• [Text segment]
-------------------------

Issue (3) An arbitrary choice has been made in the LCA community: when the life span of a product is shorter than 100 years, the biogenic carbon belongs to the short cycle, and is therefore regarded as circular (the choice of 100 years is related to the predominant choice of the 100 years GWP midpoint tables). In this way complex calculation on dynamic systems, and the theory on the ‘delayed pulse’ are avoided. PEF follows this simplification as well, but proposes 300 years, instead of 100 years, as cut-off point. The eco-costs / Idemat system proposes 100 years (i.e. wooden beams in buildings are assumed to be there ‘for ever’): in such a case 1.72 kg CO2 per kg dry wood, or 1.51 kg CO2 per kg wood MC 12% should be added for carbon sequestration.
Note: a detailed analysis on the mass balance for wood and bamboo is provided in (Vogtlander, et al 2014). See also the webpage Eco-costs calculations on wood
Two ways to deal with the circularity
In LCA there are two ways to calculate the biogenic CO2 cycle:
(A) Do not count biogenic carbon (e.g. biogenic CO2 = 0), since the short life biogenic CO2 is circular (the biogenic CO2 stays within the boundary limit of your calculation system, and all uptake of biogenic carbon will be released at the end-of-life sooner or later).
(B) Carbon uptake at the moment of harvesting is counted, combined with release of the carbon at the end-of-life that is counted as well. This is the case where the atmosphere is not included in the product system (the biogenic carbon enters the system at the cradle, and leaves at the end-of-life)
The effect on your calculation is depicted in the 3 Figures below (from CEFIC position paper 2022):
The first figure depicts the situation for CO2 from fossil fuels. The second figure depicts calculation (A) for biogenic carbon. The third figure depicts calculation (B), which shows a negative carbon score for e.g. wood or bioplastics.
It is clear that companies like to have a negative carbon score for cradle-to-gate in their marketing (“we are a carbon negative company”). Scientist, however, regard this as greenwashing (misleading consumers) since the score for the total LCA (cradle-to-grave) is positive. So far, PEF rejected the calculation (B).
Some history on the issue.
In November 2009 It was decided by Ecoinvent to follow the IPCC in their decision in 2006 to apply the calculation system (A) “biogenic CO2 is not counted in LCA”

-------------------------

• [Source information]
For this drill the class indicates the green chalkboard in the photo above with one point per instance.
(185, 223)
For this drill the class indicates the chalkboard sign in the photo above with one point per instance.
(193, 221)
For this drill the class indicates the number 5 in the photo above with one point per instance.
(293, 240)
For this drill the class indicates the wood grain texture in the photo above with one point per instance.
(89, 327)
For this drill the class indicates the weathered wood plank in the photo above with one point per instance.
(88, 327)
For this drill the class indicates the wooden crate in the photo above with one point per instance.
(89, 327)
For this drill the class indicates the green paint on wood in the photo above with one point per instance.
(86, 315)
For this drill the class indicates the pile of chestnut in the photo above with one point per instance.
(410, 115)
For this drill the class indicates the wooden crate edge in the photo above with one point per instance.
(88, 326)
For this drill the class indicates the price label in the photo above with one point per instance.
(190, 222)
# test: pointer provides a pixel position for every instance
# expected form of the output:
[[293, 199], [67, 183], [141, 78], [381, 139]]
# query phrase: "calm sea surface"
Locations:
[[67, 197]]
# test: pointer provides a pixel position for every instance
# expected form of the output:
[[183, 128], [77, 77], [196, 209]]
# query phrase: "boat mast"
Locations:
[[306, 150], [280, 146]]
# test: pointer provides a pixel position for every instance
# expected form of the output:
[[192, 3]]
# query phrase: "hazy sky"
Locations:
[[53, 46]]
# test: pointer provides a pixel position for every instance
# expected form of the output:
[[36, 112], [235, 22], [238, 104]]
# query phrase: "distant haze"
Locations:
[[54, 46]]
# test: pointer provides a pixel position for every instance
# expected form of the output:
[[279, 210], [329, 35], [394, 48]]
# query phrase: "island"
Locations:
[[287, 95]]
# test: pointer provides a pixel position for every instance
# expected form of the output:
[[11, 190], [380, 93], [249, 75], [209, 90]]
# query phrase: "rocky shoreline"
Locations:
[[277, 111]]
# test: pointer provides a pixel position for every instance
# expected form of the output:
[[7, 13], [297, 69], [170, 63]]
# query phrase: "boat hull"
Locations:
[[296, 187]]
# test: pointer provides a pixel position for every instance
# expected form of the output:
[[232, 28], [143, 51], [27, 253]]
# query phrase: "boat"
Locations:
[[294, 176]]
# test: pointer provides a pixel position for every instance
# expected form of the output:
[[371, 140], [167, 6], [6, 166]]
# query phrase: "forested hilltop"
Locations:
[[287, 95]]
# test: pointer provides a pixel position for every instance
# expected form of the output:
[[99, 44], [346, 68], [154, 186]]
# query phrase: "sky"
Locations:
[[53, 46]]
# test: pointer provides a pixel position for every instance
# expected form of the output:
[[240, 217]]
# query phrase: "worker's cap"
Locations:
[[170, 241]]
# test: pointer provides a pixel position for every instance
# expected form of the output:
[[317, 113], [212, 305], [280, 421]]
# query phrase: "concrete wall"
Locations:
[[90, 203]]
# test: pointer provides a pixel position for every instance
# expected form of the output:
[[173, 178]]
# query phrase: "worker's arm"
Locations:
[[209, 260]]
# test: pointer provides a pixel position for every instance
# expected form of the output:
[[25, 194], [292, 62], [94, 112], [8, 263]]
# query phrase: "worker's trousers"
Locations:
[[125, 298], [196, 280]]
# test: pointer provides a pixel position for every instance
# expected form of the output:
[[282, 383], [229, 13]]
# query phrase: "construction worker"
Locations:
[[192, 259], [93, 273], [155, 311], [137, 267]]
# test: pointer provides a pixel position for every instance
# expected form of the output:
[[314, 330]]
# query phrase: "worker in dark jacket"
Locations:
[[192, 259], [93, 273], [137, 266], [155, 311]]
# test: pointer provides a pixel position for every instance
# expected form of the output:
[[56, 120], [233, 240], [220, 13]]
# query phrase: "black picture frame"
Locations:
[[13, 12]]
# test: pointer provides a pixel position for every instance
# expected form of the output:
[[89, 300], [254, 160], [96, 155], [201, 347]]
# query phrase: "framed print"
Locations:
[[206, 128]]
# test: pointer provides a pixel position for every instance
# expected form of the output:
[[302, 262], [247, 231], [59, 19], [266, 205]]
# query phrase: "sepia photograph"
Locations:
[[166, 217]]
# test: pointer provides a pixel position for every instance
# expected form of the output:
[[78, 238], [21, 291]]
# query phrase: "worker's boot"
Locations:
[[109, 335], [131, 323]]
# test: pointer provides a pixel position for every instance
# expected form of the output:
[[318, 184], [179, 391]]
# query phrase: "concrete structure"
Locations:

-------------------------

• [Problems to work on]
• a. Answer these questions about the text on biogenic carbon in LCA, one answer per line:
(i) What cut-off point does PEF propose instead of 100 years?
(ii) What is the source of the three figures?
(iii) In what month and year did Ecoinvent decide to follow the IPCC?
• b. Decide whether each statement agrees with the text on biogenic carbon in LCA. Answer yes or no, and quote the words of the text that decide it.
(i) The eco-costs / Idemat system proposes a cut-off point of 300 years.
(ii) PEF has so far rejected calculation (B).
(iii) In 2006 the IPCC decided to apply calculation system (B).
• c. List every calendar year (a four-digit year, not a span of years) named in the text on biogenic carbon in LCA.

• [Solutions by task]
• a.
(i) 300 years
(ii) The CEFIC position paper 2022
(iii) November 2009

• b.
(i) No: "The eco-costs / Idemat system proposes 100 years"
(ii) Yes: "So far, PEF rejected the calculation (B)."
(iii) No: "to follow the IPCC in their decision in 2006 to apply the calculation system (A)"

• c. 2014, 2022, 2009, 2006